3 minute read

In this post we’ll find out how we can start development on a ETL pipeline whilst working with CockroachDB. CRDB the distributed SQL database is not a stranger to a wide variety of 3rd party tools, however there is one tool that enables developers to design, run and debug workflows that everyone can easily use that we have missed. Apache Hop is a visual development tool that “aims to facilitate all aspects of data and metadata orchestration” written in Java. This is the first in my series on CockroachDB paired with Apache Hop.


Prerequisites:

  • CockroachDB (Pick one)
    • Locally install CockroachDB on mac/windows/linux
    • brew install cockroachdb/tap/cockroach
    • Start a free CockroachCloud cluster
  • Java 8 - See apache hop for details.

Objective:

  • Read/write to CockroachDB tables with Apache Hop

TLDR for experienced Hop developers

  • CockroachDB is postgres wire compliant, therefore you can setup Postgres as the connection type.
  • Hop tries to use multiple active portals and CRDB doesn’t support this. Therefore avoid limit size in the table input step.

------------------------------------------------------------

EXERCISE TASKS >>
(a) In the post on CockroachDB and Apache Hop, which connection type should be set up in Hop to connect to CockroachDB?
(b) From the post on CockroachDB and Apache Hop, list every option given for getting CockroachDB under its prerequisites.

STORED DATA >>

------------------------------------------------------------

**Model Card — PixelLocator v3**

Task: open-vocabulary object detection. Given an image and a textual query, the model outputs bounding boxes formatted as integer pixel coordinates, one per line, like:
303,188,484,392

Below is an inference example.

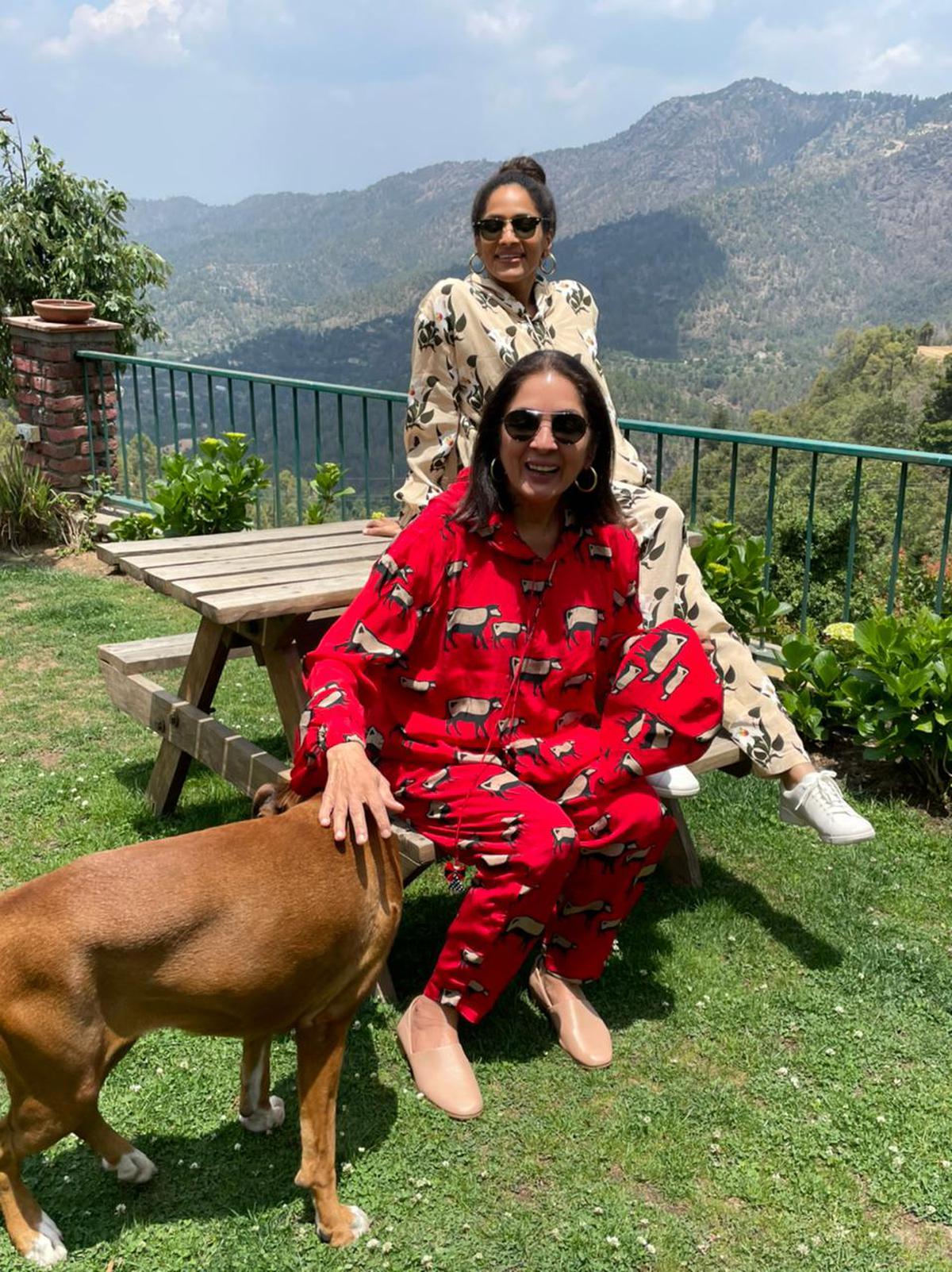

------------------------------------------------------------

ANSWERS TO THE EXERCISE >>
(a) Postgres, because CockroachDB is Postgres wire compliant.

(b)
- Locally install CockroachDB on mac/windows/linux
- brew install cockroachdb/tap/cockroach
- Start a free CockroachCloud cluster